--- Start of RECORDS FOR PROCESSING ---
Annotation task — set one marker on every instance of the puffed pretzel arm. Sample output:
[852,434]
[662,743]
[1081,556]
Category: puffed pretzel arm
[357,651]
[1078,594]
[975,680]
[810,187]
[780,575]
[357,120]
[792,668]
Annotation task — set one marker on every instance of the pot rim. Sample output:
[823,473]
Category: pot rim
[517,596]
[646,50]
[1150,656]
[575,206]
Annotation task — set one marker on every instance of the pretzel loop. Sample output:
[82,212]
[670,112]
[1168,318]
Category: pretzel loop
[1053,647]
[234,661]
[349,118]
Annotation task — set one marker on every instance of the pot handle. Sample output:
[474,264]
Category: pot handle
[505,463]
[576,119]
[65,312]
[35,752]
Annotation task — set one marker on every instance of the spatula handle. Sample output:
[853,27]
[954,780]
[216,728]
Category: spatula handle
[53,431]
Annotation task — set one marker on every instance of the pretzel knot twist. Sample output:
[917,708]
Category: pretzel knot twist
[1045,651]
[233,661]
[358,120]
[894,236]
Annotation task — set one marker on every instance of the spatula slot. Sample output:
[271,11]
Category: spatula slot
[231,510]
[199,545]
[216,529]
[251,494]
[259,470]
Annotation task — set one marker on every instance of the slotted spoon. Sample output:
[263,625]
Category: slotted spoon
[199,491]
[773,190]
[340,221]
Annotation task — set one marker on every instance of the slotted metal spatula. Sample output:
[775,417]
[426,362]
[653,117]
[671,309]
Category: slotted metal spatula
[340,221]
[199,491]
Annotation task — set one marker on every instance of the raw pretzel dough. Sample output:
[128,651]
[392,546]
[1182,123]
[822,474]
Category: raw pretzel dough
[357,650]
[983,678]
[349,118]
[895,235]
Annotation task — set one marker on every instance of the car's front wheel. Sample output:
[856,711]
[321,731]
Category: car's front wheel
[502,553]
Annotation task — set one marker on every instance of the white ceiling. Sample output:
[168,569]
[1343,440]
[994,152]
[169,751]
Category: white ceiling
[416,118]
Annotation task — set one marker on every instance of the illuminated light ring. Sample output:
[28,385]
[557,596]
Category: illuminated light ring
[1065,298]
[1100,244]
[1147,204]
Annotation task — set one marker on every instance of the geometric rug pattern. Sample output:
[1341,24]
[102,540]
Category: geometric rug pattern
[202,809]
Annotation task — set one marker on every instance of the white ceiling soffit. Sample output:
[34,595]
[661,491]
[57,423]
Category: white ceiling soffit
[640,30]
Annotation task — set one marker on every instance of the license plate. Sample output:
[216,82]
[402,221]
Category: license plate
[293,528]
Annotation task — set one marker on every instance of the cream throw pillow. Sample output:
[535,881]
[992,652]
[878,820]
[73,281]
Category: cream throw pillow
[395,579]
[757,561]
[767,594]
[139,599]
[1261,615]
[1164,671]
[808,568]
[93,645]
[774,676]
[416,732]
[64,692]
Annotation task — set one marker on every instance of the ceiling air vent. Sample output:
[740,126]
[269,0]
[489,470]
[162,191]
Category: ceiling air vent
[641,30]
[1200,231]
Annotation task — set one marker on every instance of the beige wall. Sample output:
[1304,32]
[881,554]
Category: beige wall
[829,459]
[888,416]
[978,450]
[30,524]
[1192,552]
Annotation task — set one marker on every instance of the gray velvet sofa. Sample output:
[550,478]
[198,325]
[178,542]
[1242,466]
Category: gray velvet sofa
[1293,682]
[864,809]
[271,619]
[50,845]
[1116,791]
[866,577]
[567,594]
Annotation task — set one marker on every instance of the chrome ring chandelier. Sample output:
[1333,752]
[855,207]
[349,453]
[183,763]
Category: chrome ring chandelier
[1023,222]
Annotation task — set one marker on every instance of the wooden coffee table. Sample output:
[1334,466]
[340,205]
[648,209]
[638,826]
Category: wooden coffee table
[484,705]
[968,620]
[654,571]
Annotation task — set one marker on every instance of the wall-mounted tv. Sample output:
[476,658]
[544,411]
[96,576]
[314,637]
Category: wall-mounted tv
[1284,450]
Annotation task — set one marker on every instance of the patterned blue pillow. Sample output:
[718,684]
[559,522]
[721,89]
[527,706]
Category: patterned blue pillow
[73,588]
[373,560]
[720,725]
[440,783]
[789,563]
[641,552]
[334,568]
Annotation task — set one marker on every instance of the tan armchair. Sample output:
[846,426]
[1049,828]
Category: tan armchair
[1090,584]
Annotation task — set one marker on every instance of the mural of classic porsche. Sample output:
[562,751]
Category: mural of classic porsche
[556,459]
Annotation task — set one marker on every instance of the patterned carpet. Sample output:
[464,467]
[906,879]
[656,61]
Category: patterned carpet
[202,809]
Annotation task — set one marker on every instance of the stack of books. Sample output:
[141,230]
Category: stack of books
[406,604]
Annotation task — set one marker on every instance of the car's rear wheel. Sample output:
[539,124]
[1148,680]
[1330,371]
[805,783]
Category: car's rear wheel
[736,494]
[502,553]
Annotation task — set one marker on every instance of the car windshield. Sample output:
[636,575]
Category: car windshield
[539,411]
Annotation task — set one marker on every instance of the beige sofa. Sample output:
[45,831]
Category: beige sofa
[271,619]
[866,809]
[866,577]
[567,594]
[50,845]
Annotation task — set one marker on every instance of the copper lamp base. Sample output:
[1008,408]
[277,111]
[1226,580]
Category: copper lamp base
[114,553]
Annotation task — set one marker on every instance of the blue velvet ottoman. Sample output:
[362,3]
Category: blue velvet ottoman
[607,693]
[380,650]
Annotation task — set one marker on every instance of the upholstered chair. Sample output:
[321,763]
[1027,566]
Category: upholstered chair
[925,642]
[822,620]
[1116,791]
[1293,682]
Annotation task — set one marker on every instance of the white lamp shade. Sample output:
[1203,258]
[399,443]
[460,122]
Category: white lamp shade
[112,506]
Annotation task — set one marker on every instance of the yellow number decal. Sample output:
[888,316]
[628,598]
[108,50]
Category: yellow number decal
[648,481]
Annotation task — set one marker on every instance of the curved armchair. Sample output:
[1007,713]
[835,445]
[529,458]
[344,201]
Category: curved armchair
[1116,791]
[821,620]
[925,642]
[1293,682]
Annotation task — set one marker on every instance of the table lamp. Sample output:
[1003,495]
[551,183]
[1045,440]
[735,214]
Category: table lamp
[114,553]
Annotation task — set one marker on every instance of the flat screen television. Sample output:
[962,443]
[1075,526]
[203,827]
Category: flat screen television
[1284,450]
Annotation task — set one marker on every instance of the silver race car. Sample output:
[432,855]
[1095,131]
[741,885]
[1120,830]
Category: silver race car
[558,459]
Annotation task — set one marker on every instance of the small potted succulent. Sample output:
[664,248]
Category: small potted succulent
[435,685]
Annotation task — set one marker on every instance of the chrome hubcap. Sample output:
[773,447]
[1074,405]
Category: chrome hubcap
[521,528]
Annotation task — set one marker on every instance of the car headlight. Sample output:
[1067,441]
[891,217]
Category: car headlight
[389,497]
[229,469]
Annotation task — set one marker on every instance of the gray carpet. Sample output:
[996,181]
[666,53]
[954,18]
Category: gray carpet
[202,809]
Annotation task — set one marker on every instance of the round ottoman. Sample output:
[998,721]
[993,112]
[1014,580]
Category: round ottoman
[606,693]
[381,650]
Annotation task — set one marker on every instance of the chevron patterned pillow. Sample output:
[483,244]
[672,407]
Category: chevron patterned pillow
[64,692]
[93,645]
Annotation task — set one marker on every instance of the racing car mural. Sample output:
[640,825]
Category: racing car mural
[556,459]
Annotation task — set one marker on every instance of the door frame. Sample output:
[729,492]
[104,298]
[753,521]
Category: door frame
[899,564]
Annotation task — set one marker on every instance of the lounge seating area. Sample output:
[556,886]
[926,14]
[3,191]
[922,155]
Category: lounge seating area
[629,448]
--- End of RECORDS FOR PROCESSING ---
• WORK REQUIRED
Reproduce all of the records exactly.

• FINISHED TASK
Annotation task — set one marker on every instance of the puffed pretzel arm. Sample output:
[852,434]
[662,743]
[1081,556]
Category: puffed pretzel arm
[357,651]
[1078,594]
[975,680]
[810,187]
[780,575]
[357,120]
[792,668]
Annotation task — set one marker on every instance of the pot rim. Sample output:
[823,473]
Category: pot rim
[517,596]
[646,50]
[1150,656]
[575,206]
Annotation task — set one marker on every instance of the pretzel loop. Sample output:
[82,212]
[670,112]
[1168,318]
Category: pretzel loop
[1053,647]
[234,661]
[349,118]
Annotation task — set one marker on every instance of the pot handle. Sample output:
[474,264]
Category: pot handle
[505,463]
[576,119]
[65,312]
[35,752]
Annotation task — set one marker on every instance of the spatula handle. Sample output:
[853,27]
[954,780]
[216,728]
Category: spatula handle
[53,431]
Annotation task — set one marker on every instance of the pretzel knot twist. Sample output:
[917,708]
Category: pretzel knot twist
[1045,651]
[233,661]
[358,120]
[894,236]
Annotation task — set one marker on every instance of the spatula slot. Sample output:
[271,11]
Category: spatula slot
[231,510]
[199,545]
[216,529]
[251,494]
[259,470]
Annotation task — set one marker on every instance of the slotted spoon. Sample output:
[263,625]
Category: slotted spoon
[199,491]
[773,190]
[340,221]
Annotation task — set one marker on every instance of the slotted metal spatula. Sample output:
[775,417]
[426,362]
[653,117]
[671,309]
Category: slotted metal spatula
[340,221]
[199,491]
Annotation task — set one marker on every instance of the raw pretzel dough. Sample output:
[128,651]
[392,546]
[1182,123]
[822,474]
Category: raw pretzel dough
[357,650]
[983,678]
[349,118]
[895,235]
Annotation task — set one marker on every instance of the car's front wheel. Sample output:
[856,711]
[321,731]
Category: car's front wheel
[502,553]
Annotation task — set one marker on every instance of the white ceiling. Sample output:
[168,569]
[1343,440]
[994,152]
[169,751]
Category: white ceiling
[416,118]
Annotation task — set one marker on every instance of the illuminated light ring. Sample output:
[28,385]
[557,596]
Category: illuminated light ring
[1065,298]
[1100,244]
[1147,204]
Annotation task — set one marker on every instance of the geometric rug pattern. Sample output:
[1341,24]
[102,540]
Category: geometric rug pattern
[202,809]
Annotation task — set one marker on every instance of the white ceiling soffit. Sample output:
[34,595]
[661,491]
[57,423]
Category: white ceiling soffit
[640,30]
Annotation task — set one marker on every instance of the license plate. Sample output:
[216,82]
[402,221]
Category: license plate
[293,528]
Annotation task — set one marker on every instance of the cream throw pillow. Sample output:
[535,881]
[992,652]
[878,820]
[73,281]
Category: cream throw pillow
[395,579]
[757,561]
[767,594]
[139,599]
[1261,615]
[1164,671]
[808,568]
[93,645]
[774,676]
[416,732]
[64,692]
Annotation task — set one marker on every instance of the ceiling air vent. Sample output:
[740,126]
[269,0]
[489,470]
[162,191]
Category: ceiling air vent
[641,30]
[1200,231]
Annotation task — set one marker on every instance of the beige wall. Sample output:
[1304,32]
[881,554]
Category: beige wall
[829,459]
[888,416]
[978,450]
[30,524]
[1192,552]
Annotation task — set one marker on every instance of the gray velvet sofa. Sample output:
[550,478]
[198,325]
[178,542]
[1242,466]
Category: gray velvet sofa
[1293,682]
[864,809]
[271,619]
[50,845]
[1116,791]
[866,577]
[567,594]
Annotation task — set one marker on every instance of the chrome ring chandelier. Sample output:
[1333,752]
[855,207]
[349,453]
[183,763]
Category: chrome ring chandelier
[1023,222]
Annotation task — set one marker on every instance of the wooden coffee table. Sample output:
[1334,466]
[340,205]
[648,209]
[638,826]
Category: wooden coffee table
[484,705]
[968,620]
[654,571]
Annotation task — set one marker on every instance of the wall-mounted tv. Sample output:
[476,658]
[544,411]
[96,576]
[314,637]
Category: wall-mounted tv
[1284,450]
Annotation task — set one marker on every instance of the patterned blue pillow. Sample output:
[718,684]
[559,522]
[721,89]
[527,706]
Category: patterned blue pillow
[73,588]
[373,560]
[720,725]
[440,783]
[789,563]
[641,552]
[334,568]
Annotation task — set one marker on every instance of the tan armchair. Sample output:
[846,426]
[1049,828]
Category: tan armchair
[1090,584]
Annotation task — set one marker on every instance of the mural of classic porsche. Sample output:
[562,751]
Category: mural of classic porsche
[556,459]
Annotation task — set one marker on every instance of the patterned carpet. Sample output:
[464,467]
[906,879]
[656,61]
Category: patterned carpet
[202,809]
Annotation task — set one marker on every instance of the stack of books. Sample output:
[141,230]
Category: stack of books
[406,604]
Annotation task — set one marker on every instance of the car's rear wheel. Sample output:
[539,124]
[1148,680]
[1330,371]
[805,783]
Category: car's rear wheel
[736,494]
[502,553]
Annotation task — set one marker on every instance of the car windshield. Sample output:
[636,575]
Category: car windshield
[539,411]
Annotation task — set one marker on every instance of the beige sofa. Sample output:
[45,831]
Category: beige sofa
[271,619]
[866,809]
[866,577]
[567,594]
[50,845]
Annotation task — set one marker on every instance of the copper lamp base. Sample output:
[1008,408]
[277,111]
[1226,580]
Category: copper lamp base
[114,553]
Annotation task — set one marker on every instance of the blue velvet ottoman. Sample output:
[362,3]
Category: blue velvet ottoman
[607,693]
[380,650]
Annotation task — set one marker on every instance of the upholstered chair. Sample output:
[321,763]
[1027,566]
Category: upholstered chair
[925,642]
[822,620]
[1116,791]
[1293,682]
Annotation task — set one marker on every instance of the white lamp shade. Sample output:
[1203,258]
[399,443]
[460,122]
Category: white lamp shade
[112,506]
Annotation task — set one marker on every instance of the yellow number decal. Sample output:
[888,316]
[628,598]
[108,50]
Category: yellow number decal
[648,481]
Annotation task — set one marker on every instance of the curved armchair. Sample output:
[1007,713]
[835,445]
[529,458]
[344,201]
Category: curved armchair
[1116,791]
[821,620]
[925,642]
[1293,682]
Annotation task — set one marker on every instance of the table lamp. Sample output:
[1003,495]
[551,183]
[1045,440]
[735,214]
Category: table lamp
[114,553]
Annotation task — set one marker on every instance of the flat screen television. Sample output:
[962,443]
[1075,526]
[203,827]
Category: flat screen television
[1284,450]
Annotation task — set one marker on every instance of the silver race car. Sample output:
[432,855]
[1095,131]
[741,885]
[1120,830]
Category: silver race car
[558,459]
Annotation task — set one marker on every instance of the small potted succulent. Sample output:
[664,248]
Category: small potted succulent
[435,685]
Annotation task — set one marker on every instance of the chrome hubcap. Sample output:
[773,447]
[1074,405]
Category: chrome hubcap
[521,528]
Annotation task — set one marker on every instance of the car headlight. Sample output:
[1067,441]
[891,217]
Category: car headlight
[389,497]
[229,469]
Annotation task — set one marker on every instance of the gray carpet. Sample output:
[996,181]
[666,53]
[954,18]
Category: gray carpet
[202,809]
Annotation task — set one marker on every instance of the round ottoman. Sample output:
[998,721]
[993,112]
[1014,580]
Category: round ottoman
[606,693]
[381,650]
Annotation task — set one marker on every instance of the chevron patterned pillow. Sample output:
[483,244]
[672,407]
Category: chevron patterned pillow
[64,692]
[93,645]
Annotation task — set one marker on every instance of the racing car mural. Sample output:
[640,825]
Category: racing car mural
[556,459]
Annotation task — set one marker on every instance of the door frame. Sample output:
[729,492]
[104,298]
[753,521]
Category: door frame
[899,564]
Annotation task — set one marker on every instance of the lounge seating area. Sample output:
[556,886]
[926,14]
[3,191]
[922,155]
Category: lounge seating area
[629,448]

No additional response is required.